● WHAT TO DO
Repeat each line of the data exactly as written.

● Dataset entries
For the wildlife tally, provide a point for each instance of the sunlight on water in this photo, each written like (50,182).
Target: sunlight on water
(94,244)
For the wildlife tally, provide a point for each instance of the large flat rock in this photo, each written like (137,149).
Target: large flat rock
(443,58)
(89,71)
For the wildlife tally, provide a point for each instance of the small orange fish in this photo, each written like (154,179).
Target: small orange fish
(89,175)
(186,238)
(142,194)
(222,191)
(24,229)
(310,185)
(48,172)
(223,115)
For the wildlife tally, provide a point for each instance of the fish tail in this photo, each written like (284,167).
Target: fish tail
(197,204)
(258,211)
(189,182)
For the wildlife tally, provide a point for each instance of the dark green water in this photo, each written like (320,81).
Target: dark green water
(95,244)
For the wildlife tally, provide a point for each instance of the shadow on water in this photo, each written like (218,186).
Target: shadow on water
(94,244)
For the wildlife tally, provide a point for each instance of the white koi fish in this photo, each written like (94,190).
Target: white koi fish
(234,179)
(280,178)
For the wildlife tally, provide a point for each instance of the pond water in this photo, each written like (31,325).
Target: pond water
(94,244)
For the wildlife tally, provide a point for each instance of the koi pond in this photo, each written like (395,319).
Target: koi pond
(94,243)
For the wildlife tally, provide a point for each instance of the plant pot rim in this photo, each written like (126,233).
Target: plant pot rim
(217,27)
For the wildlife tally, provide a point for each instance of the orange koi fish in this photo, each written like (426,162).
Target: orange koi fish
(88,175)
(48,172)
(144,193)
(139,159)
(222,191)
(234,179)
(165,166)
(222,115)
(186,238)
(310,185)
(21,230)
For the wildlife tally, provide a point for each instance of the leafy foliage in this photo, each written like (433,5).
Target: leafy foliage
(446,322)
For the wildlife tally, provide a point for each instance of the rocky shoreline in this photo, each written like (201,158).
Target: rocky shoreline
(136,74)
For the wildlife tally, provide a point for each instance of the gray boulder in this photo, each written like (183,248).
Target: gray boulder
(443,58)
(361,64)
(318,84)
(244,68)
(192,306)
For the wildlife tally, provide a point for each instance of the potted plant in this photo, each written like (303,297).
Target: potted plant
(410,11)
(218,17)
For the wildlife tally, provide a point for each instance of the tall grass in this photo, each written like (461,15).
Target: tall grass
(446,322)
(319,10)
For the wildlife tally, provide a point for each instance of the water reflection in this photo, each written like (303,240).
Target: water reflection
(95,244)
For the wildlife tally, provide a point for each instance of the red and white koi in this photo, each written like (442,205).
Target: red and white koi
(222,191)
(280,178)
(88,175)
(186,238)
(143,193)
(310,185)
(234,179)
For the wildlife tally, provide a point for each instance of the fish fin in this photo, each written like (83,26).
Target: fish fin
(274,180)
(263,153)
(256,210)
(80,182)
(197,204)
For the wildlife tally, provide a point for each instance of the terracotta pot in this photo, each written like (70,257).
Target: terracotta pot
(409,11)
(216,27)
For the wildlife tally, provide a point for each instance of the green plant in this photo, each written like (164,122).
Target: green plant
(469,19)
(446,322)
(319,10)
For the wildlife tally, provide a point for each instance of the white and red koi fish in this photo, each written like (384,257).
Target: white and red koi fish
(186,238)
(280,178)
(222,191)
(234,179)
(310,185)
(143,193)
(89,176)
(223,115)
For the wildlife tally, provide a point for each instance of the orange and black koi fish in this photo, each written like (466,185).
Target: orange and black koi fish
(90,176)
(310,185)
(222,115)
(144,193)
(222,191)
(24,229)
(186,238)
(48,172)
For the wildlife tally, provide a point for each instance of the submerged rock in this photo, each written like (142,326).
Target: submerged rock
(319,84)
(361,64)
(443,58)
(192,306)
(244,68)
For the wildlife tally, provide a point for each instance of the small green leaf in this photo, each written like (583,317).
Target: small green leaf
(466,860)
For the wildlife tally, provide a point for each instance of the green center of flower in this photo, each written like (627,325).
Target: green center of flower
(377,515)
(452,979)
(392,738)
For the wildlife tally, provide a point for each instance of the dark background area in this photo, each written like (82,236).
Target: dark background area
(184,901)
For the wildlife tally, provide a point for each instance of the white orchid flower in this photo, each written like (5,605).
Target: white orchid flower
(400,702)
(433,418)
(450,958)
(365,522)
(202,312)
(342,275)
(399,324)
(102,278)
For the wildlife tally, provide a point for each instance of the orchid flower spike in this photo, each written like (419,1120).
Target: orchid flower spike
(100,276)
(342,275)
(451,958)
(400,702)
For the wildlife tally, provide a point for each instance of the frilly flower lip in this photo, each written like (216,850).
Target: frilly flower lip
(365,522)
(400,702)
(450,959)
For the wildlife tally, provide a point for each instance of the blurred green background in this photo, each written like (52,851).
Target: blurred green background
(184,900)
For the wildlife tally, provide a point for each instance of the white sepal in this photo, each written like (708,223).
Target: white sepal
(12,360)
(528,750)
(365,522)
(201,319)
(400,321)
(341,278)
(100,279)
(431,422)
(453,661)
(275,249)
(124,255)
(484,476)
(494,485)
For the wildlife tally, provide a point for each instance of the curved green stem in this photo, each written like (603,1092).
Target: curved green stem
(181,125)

● EXPECTED OUTPUT
For the wildlife tally, provide a point for each instance of the sunlight on water in this photo, each written like (50,182).
Target: sunlight on water
(94,244)
For the wildlife tally, provide a point for each instance of the large flat rock in this photo, each written like (137,149).
Target: large flat rock
(443,58)
(89,71)
For the wildlife tally, provide a point for each instance of the small orange fish in this photo, each written like (154,179).
Target: small orange fish
(89,175)
(186,238)
(142,194)
(222,191)
(24,229)
(310,185)
(48,172)
(223,115)
For the wildlife tally, provide a point for each instance of the fish tail in this photo, each written like (284,167).
Target: fish tail
(197,204)
(258,211)
(189,182)
For the wildlife tally, provide a point for each instance of the dark green water in this photo, each written like (320,81).
Target: dark green water
(95,244)
For the wildlife tally, provide a point for each instance of the shadow on water in this photo, each written like (218,186).
Target: shadow on water
(94,244)
For the wildlife tally, provide a point for each instance of the white koi fish in this photo, each written like (94,190).
Target: white koi fish
(234,179)
(280,178)
For the wildlife tally, provide a point for each instance of the pond water in this photo, each written like (31,325).
Target: pond water
(94,244)
For the wildlife tally, provide a point for each instance of the koi pond in this photo, each written like (395,319).
Target: koi pond
(94,243)
For the wildlife tally, provide a point for each instance of the plant pot rim in this photo, each written like (126,233).
Target: plant pot rim
(217,27)
For the wildlife tally, provide a point for each instance of the orange koi fish in this photo, each written like (426,162).
Target: orange koi fish
(88,175)
(48,172)
(144,193)
(139,159)
(222,191)
(234,179)
(165,166)
(222,115)
(186,238)
(310,185)
(21,230)
For the wildlife tally, provide a point for each instance of the leafy foliage in this photo, each written like (433,5).
Target: leafy foliage
(446,322)
For the wildlife tally, provide a point for each instance of the rocky shoreline in this photo, each written like (201,158).
Target: rocky shoreline
(136,74)
For the wildlife tally, provide a point for each instance of the gray boulder in this photo, each written like (183,248).
Target: gray boulder
(443,58)
(361,64)
(318,84)
(244,68)
(192,306)
For the wildlife tally, provide a point for each instance of the potted plant in this photo, each written like (303,297).
Target: potted plant
(410,11)
(218,17)
For the wildlife tally, provide a point for each instance of the tall grass in this photo, each written like (461,15).
Target: tall grass
(446,322)
(319,10)
For the wildlife tally, provide a point for each instance of the water reflection in this photo, each written like (303,240).
Target: water reflection
(95,244)
For the wildlife tally, provide a point for each instance of the red and white koi in this photo, each written like (442,205).
Target: red and white koi
(222,191)
(280,178)
(88,175)
(186,238)
(143,193)
(310,185)
(234,179)
For the wildlife tally, provide a point for each instance of the fish fin in this photo, each written like (83,26).
Target: fish fin
(274,180)
(263,153)
(256,210)
(80,182)
(197,204)
For the wildlife tally, provide a point for each instance of the terracotta pot in this photo, each written like (70,257).
Target: terracotta pot
(409,11)
(216,27)
For the wildlife tally, provide a point for each instance of the green plant in this photo, each written like (164,122).
Target: green plant
(469,19)
(446,322)
(319,10)
For the wildlife tally, provide a point for each instance of the white and red koi fish in this photo, each written like (384,257).
Target: white and red koi fish
(186,238)
(280,178)
(222,191)
(234,179)
(310,185)
(143,193)
(89,176)
(223,115)
For the wildlife tally, provide a point for each instance of the orange and black koi fish in this photo, each written like (466,185).
Target: orange and black koi fish
(90,176)
(310,185)
(222,115)
(144,193)
(222,191)
(24,229)
(186,238)
(48,172)
For the wildlife tally, provide a point for each instance of the submerged rock in this photo, each written like (142,326).
Target: submerged rock
(319,84)
(361,64)
(443,58)
(192,306)
(244,68)
For the wildlife tally, provide a point for each instance of the small green leaf in this photo, each written like (583,317).
Target: small green leaf
(466,860)
For the wildlife tally, provide a point for each instance of the green center of flower in this photo, each written like (627,325).
Target: green center of flower
(377,515)
(452,979)
(392,738)
For the wildlife tally, provide a point for each instance of the dark background area in this photo, each written like (82,236).
Target: dark background area
(184,901)
For the wildlife tally, provide a point for each instance of the white orchid flower in this photo, each written like (5,605).
Target: white orchid flower
(400,702)
(433,418)
(450,958)
(365,522)
(202,312)
(342,275)
(399,324)
(102,278)
For the wildlife tally, provide a point for each instance of the orchid flower spike in this photo, each written like (419,1120).
Target: orchid flower spike
(100,276)
(342,275)
(451,958)
(400,702)
For the wildlife tally, provide a point for each instance of the frilly flower lip in this photo, each written like (216,850).
Target: frilly flower lip
(365,522)
(400,702)
(450,959)
For the wildlife tally, provide a point for each instance of the blurred green background in this photo, each written like (52,851).
Target: blurred green background
(184,900)
For the wildlife tally, provide a point for each instance of the white sepal in this photo, each written like (708,223).
Target: white sepal
(12,360)
(528,750)
(365,522)
(201,319)
(400,321)
(341,278)
(100,279)
(431,422)
(453,661)
(275,249)
(124,255)
(484,476)
(494,485)
For the wildlife tally, provide a point for each instance of the curved green stem in this photo, each written like (603,1092).
Target: curved green stem
(181,125)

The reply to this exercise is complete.